[Gespeicherte Einträge aus einer Sammlung]
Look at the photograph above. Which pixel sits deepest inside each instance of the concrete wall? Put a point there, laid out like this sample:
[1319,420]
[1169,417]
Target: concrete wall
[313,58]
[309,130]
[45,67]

...

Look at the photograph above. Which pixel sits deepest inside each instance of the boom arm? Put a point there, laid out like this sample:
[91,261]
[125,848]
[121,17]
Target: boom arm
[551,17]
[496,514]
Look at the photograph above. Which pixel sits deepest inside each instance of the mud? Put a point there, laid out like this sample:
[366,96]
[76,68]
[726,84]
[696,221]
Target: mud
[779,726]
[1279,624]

...

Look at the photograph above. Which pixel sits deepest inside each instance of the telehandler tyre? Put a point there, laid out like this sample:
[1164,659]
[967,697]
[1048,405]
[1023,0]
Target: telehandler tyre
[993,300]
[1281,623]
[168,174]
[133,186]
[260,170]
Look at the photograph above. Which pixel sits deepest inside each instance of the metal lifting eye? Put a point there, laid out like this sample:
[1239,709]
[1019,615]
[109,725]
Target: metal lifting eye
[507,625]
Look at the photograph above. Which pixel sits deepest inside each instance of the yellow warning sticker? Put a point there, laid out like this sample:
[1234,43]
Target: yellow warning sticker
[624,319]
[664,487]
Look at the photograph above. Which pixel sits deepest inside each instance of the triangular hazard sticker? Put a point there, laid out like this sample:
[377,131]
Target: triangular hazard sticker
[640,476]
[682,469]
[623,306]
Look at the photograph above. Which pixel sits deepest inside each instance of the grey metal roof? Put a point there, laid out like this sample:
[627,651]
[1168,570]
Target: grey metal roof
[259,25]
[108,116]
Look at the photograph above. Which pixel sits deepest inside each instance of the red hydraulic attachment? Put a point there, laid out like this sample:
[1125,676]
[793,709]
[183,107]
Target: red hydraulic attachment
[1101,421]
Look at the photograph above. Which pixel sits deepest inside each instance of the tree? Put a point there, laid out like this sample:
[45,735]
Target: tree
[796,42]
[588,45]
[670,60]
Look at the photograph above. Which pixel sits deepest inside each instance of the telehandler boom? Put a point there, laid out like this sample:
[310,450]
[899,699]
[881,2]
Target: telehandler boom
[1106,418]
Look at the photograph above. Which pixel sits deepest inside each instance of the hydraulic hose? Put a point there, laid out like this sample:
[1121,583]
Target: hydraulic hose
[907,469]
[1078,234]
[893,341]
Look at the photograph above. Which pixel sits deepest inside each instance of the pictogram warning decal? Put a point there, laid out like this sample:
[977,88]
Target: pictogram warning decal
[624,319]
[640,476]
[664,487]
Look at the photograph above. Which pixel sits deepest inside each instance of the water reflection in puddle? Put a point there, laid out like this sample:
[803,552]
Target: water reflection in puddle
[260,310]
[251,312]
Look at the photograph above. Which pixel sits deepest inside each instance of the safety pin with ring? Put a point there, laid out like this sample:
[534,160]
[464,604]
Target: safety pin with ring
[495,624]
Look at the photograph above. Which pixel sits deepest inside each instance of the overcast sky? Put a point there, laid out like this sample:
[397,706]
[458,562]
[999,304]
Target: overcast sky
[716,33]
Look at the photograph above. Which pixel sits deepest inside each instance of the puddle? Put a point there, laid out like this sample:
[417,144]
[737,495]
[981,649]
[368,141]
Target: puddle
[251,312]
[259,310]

## Aufgabe:
Gib jede Zeile der Einträge oben an, in der das Wort „decal“ steht. Achte dabei auf Groß- und Kleinschreibung.

## Deine Antwort:
Look at the photograph above. Which pixel sits deepest inside each instance of the pictogram warning decal? Put a point there, laid out like this sample:
Target: pictogram warning decal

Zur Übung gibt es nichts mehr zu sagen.